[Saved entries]
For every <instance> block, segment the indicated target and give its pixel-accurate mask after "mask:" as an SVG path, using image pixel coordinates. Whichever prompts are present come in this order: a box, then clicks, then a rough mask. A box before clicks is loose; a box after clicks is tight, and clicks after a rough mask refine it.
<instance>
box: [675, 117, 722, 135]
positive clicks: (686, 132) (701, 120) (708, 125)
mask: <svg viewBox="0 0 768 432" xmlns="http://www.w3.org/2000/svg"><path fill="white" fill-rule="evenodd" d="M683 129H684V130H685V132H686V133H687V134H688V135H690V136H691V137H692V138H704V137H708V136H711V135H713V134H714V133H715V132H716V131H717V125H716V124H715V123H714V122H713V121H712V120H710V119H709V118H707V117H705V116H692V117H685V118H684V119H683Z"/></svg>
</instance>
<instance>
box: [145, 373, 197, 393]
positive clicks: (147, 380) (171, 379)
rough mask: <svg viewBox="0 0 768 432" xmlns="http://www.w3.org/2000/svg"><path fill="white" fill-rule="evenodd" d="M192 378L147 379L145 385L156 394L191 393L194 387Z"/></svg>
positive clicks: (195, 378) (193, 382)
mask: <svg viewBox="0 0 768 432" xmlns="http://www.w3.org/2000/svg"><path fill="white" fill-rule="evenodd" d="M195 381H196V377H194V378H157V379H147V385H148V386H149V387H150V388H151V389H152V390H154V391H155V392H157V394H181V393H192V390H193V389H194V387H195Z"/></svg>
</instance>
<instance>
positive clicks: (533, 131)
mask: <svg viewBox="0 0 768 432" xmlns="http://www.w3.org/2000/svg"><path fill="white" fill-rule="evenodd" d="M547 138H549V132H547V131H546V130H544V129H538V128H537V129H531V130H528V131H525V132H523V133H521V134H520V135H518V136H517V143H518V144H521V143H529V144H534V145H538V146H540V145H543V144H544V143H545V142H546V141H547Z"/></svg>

**EXERCISE INSTRUCTIONS**: Revise all of the records above, replacing every occurrence of "positive clicks" with "foreground clicks" and leaving everything else unchanged.

**TASK SOLUTION**:
For every <instance> block, segment the indicated target and give its pixel-accurate mask after "mask:" as an SVG path, using image pixel coordinates. Whichever prompts are present come in this order: a box, then clicks, then a rough mask. A box before clicks is loose; a box after clicks is tight, and clicks after a rough mask refine it.
<instance>
box: [675, 117, 722, 135]
foreground clicks: (686, 132) (701, 120) (708, 125)
mask: <svg viewBox="0 0 768 432" xmlns="http://www.w3.org/2000/svg"><path fill="white" fill-rule="evenodd" d="M683 129H684V130H685V132H686V133H687V134H688V135H690V136H691V137H692V138H704V137H708V136H711V135H713V134H714V133H715V132H716V131H717V125H716V124H715V123H714V122H713V121H712V120H710V119H709V118H707V117H705V116H692V117H685V118H684V119H683Z"/></svg>
</instance>
<instance>
box: [145, 373, 197, 393]
foreground clicks: (147, 380) (171, 379)
rough mask: <svg viewBox="0 0 768 432" xmlns="http://www.w3.org/2000/svg"><path fill="white" fill-rule="evenodd" d="M192 378L147 379L145 385L156 394L191 393L194 387Z"/></svg>
foreground clicks: (195, 378) (193, 382)
mask: <svg viewBox="0 0 768 432" xmlns="http://www.w3.org/2000/svg"><path fill="white" fill-rule="evenodd" d="M195 381H196V377H194V378H157V379H147V385H148V386H149V387H150V388H151V389H152V390H154V391H155V392H157V394H181V393H192V390H193V389H194V387H195Z"/></svg>
</instance>
<instance>
foreground clicks: (533, 131)
mask: <svg viewBox="0 0 768 432" xmlns="http://www.w3.org/2000/svg"><path fill="white" fill-rule="evenodd" d="M547 138H549V132H547V131H546V130H544V129H538V128H537V129H531V130H528V131H525V132H523V133H521V134H520V135H518V136H517V143H518V144H521V143H529V144H534V145H538V146H540V145H543V144H544V143H545V142H546V141H547Z"/></svg>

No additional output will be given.